Dictionnaire de la Littérature 2001Éd. 2001
G

Grangaud (Michelle)

Poétesse française (Alger 1941).

Oulipienne, elle cultive l'art des contraintes : Mémento-fragments (1987) et Stations (1990) jouent de l'anagramme et Poèmes fondus (1997) contractent en haïkaï des sonnets célèbres. État civil (1998) aborde la question du sujet à travers le modèle impersonnel du registre (naissances/mariages/décès) et, dans Souvenirs de ma vie collective (2000), 2 357 vers libres s'ouvrant par la syllabe qui clôt le précédent tissent un inventaire de mémoire cherchant à dépasser le je.

Grass (Günter)

Écrivain allemand (Dantzig 1927).

C'est à Langfuhr, faubourg de Dantzig, où ses parents tenaient un magasin d'alimentation, qu'il a fait l'apprentissage de la vie, sur fond de national-socialisme et de guerre, avant d'être enrôlé et fait prisonnier en 1945. Libéré, il s'établit en Allemagne de l'Ouest, exerce différents métiers, étudie la sculpture et le dessin et se met à écrire. Il ne cessera, depuis, de mener de front une œuvre de sculpteur-dessinateur et d'écrivain, sans compter ses prises de position dans la vie publique. Au théâtre, Grass a commencé par des pièces « absurdes » (Encore dix minutes avant Buffalo, 1954 ; la Crue, 1955 ; Oncle, Oncle, 1956 ; les Méchants Cuisiniers, 1957), avant de se tourner vers le théâtre « épique » et « dialectique » (Les plébéiens répètent l'insurrection,1966), qui montre l'ambiguïté de l'attitude de l'intellectuel marxiste devant la praxis révolutionnaire. Depuis Die Vorzüge der Windhühner (1956), il n'a cessé de publier des œuvres lyriques, souvent illustrées par ses propres dessins (Jonction triangulaire, 1960 ; Interrogatoire, 1967). Grass est cependant surtout un conteur et un romancier. Sa notoriété est née avec le Tambour (écrit à Paris entre 1956 et 1959), qui formera, avec le Chat et la Souris (1961) et les Années de chien (1963), la « trilogie de Dantzig ». Il y fait revivre l'univers de son enfance et de son adolescence. Dans la perspective des survivants établis dans la société ouest-allemande d'après-guerre, il dépeint avec férocité cette époque en posant sans cesse la question de la responsabilité. Le microcosme dantzigois est également présent dans des œuvres qui ont pour sujet le malaise de sa jeunesse (Anesthésie locale, 1969) et les luttes politiques aux côtés de Willy Brandt (le Journal d'un escargot, 1972). L'œuvre narrative de Grass mêle souvent intimement passé et présent, comme dans le Turbot (1977), Mon siècle (1999) ou la Marche du crabe (2002). Une rencontre en Westphalie (1979) décrit une rencontre de poètes baroques en 1647, faisant référence à la création, trois siècles plus tard, du Groupe 47. Dans Toute une histoire (1995), la réunification allemande est vécue par Theo Wuttke, réincarnation contemporaine de l'écrivain Theodor Fontane. Grass se place ainsi dans la lignée qui va du roman picaresque du Grimmelshausen au réalisme fantastique de Döblin, en passant par l'humour de Jean Paul (la Ratte, 1986). Il obtient le prix Nobel de littérature en 1999.

§ **Objectif 1**:
Reprenez les enregistrements, demandes comprises, en commençant à la ligne qui contient « of the vintage » et en vous arrêtant après celle qui contient « of the hood ». Mettez à l'échelle chaque coordonnée des réponses en la multipliant par 1,7, puis arrondissez-la à l'entier le plus proche, les demis vers le haut.
Les enregistrements n'ont aucun lien avec l'extrait du dictionnaire.

[Entrées de pointage d'objets nommés]

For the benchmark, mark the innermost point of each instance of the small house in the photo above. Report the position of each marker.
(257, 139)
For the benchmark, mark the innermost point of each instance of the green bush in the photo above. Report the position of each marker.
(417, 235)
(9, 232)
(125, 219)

* * *

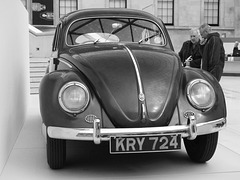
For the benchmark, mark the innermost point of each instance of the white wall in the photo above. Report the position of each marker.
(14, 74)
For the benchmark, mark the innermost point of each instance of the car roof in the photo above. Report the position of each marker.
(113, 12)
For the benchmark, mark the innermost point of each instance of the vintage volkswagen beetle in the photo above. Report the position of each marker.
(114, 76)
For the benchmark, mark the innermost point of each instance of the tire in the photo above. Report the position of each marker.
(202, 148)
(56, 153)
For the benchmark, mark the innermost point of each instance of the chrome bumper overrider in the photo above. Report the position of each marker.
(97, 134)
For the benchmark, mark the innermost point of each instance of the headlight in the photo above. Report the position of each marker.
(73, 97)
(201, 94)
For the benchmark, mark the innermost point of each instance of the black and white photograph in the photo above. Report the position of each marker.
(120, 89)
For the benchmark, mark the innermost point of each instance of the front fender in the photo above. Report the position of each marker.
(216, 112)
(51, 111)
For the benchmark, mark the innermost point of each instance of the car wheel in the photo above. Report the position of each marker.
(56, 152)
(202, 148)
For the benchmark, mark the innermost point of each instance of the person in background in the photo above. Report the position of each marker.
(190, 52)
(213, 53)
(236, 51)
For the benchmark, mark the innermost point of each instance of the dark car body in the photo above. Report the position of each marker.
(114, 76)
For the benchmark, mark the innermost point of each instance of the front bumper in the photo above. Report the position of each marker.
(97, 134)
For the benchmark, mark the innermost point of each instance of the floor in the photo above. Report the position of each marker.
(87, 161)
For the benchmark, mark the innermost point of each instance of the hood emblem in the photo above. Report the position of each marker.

§ **Objectif 2**:
Recopiez mot pour mot un passage de l'extrait du dictionnaire, en commençant aux mots « Poétesse française (Alger » et en vous arrêtant après « Grass (Günter) ».

§ **Réponse rédigée 1**:
For the benchmark, mark the innermost point of each instance of the vintage volkswagen beetle in the photo above. Report the position of each marker.
(194, 129)
For the benchmark, mark the innermost point of each instance of the tire in the photo above. Report the position of each marker.
(343, 252)
(95, 260)
For the benchmark, mark the innermost point of each instance of the chrome bumper overrider in the photo above. Report the position of each marker.
(165, 228)
For the benchmark, mark the innermost point of each instance of the headlight in the photo above. Report the position of each marker.
(124, 165)
(342, 160)
For the benchmark, mark the innermost point of each instance of the black and white photograph in the photo above. Report the position of each marker.
(204, 151)
For the benchmark, mark the innermost point of each instance of the front fender in the photo above. Report the position of each marker.
(367, 190)
(87, 189)
For the benchmark, mark the innermost point of each instance of the car wheel in the photo above. Report the position of each marker.
(95, 258)
(343, 252)
For the benchmark, mark the innermost point of each instance of the person in background in the photo above. Report the position of each marker.
(323, 88)
(362, 90)
(401, 87)
For the benchmark, mark the innermost point of each instance of the dark car body in the photo above. Report the position of each marker.
(194, 129)
For the benchmark, mark the innermost point of each instance of the front bumper in the photo above. Report the position of each marker.
(165, 228)
For the benchmark, mark the innermost point of each instance of the floor in the photo above. Report the position of each marker.
(148, 274)
For the benchmark, mark the innermost point of each instance of the hood emblem in the photo above. Report the position of each marker.

§ **Réponse rédigée 2**:
Poétesse française (Alger 1941).

Oulipienne, elle cultive l'art des contraintes : Mémento-fragments (1987) et Stations (1990) jouent de l'anagramme et Poèmes fondus (1997) contractent en haïkaï des sonnets célèbres. État civil (1998) aborde la question du sujet à travers le modèle impersonnel du registre (naissances/mariages/décès) et, dans Souvenirs de ma vie collective (2000), 2 357 vers libres s'ouvrant par la syllabe qui clôt le précédent tissent un inventaire de mémoire cherchant à dépasser le je.

Grass (Günter)